→ EXERCISE OBJECTIVE:
Set down the entries again word for word, without any of the images.

⁂

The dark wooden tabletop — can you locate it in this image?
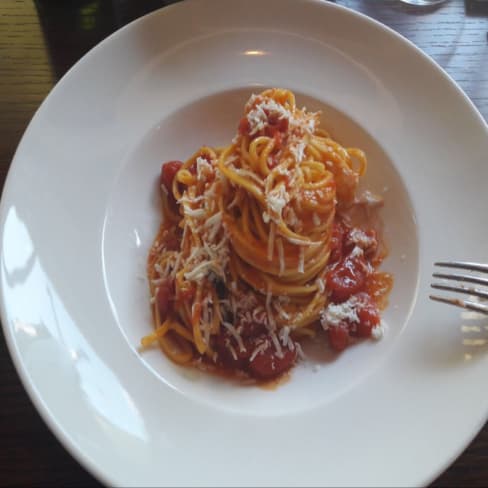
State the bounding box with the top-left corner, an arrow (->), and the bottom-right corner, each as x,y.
1,0 -> 487,486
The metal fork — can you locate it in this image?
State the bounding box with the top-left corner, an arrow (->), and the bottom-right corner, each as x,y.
430,261 -> 488,315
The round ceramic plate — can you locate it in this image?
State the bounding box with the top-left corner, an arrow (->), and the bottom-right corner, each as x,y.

⁂

→ COMPLETED EXERCISE:
The dark wooden tabletop — can you locate it in this image?
State the bounding box with the top-left corner, an arrow (->), and the bottom-right corner, each as x,y.
1,0 -> 487,486
The metal fork — can you locate it in this image?
State the bounding box with the top-left corner, an arrow (->), and the bottom-right corner, each as x,y.
430,261 -> 488,315
The round ceramic plate — can you locate it in this image?
State the bounding box with the top-left corner, an arrow (->), and the bottom-right corner, each as x,y.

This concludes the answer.